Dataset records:
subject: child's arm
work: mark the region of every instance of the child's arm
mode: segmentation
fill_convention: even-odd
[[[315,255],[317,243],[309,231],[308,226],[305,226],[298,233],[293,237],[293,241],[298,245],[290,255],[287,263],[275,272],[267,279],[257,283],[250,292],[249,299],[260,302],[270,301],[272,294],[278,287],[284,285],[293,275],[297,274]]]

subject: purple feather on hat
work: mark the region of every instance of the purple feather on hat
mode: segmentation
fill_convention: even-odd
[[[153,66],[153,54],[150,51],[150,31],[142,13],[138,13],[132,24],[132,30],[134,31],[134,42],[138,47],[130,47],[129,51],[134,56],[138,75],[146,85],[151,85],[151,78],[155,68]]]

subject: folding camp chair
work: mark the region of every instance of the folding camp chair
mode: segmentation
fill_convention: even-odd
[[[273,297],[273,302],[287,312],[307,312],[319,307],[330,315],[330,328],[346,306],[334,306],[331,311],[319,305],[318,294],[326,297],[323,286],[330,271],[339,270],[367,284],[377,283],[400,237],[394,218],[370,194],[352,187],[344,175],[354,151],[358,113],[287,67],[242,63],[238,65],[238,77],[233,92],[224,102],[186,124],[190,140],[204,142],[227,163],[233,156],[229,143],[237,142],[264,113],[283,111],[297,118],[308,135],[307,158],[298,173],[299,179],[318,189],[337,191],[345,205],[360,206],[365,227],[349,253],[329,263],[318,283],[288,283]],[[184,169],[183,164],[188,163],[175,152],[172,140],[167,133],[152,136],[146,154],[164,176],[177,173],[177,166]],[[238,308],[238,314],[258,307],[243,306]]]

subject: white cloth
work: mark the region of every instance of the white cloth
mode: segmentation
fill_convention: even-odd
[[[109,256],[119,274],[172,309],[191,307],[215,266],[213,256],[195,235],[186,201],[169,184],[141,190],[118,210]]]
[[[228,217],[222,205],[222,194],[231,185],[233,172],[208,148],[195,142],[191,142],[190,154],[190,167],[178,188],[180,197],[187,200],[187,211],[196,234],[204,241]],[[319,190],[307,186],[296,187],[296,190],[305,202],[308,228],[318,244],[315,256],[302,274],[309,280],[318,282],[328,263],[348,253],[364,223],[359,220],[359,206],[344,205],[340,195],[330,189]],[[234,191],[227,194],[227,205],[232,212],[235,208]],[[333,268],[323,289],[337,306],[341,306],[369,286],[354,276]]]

Set task: Print exactly the lines above, starting at the line that contains "subject: white cloth" and ending with the last line of the records, both included.

Result below:
subject: white cloth
work: mark the region of every instance of the white cloth
mode: segmentation
fill_convention: even-odd
[[[109,256],[119,274],[172,309],[191,307],[215,266],[213,256],[195,235],[186,201],[169,184],[141,190],[118,210]]]
[[[228,217],[222,205],[222,194],[231,185],[233,172],[208,148],[195,142],[191,142],[190,154],[190,167],[178,188],[180,197],[187,200],[187,211],[196,234],[204,241]],[[319,190],[307,186],[296,187],[296,190],[305,202],[308,228],[318,244],[315,256],[302,274],[309,280],[318,282],[328,263],[348,253],[364,223],[359,220],[359,206],[344,205],[340,195],[330,189]],[[234,191],[227,194],[227,205],[232,212],[235,208]],[[333,268],[323,289],[337,306],[341,306],[369,286],[354,276]]]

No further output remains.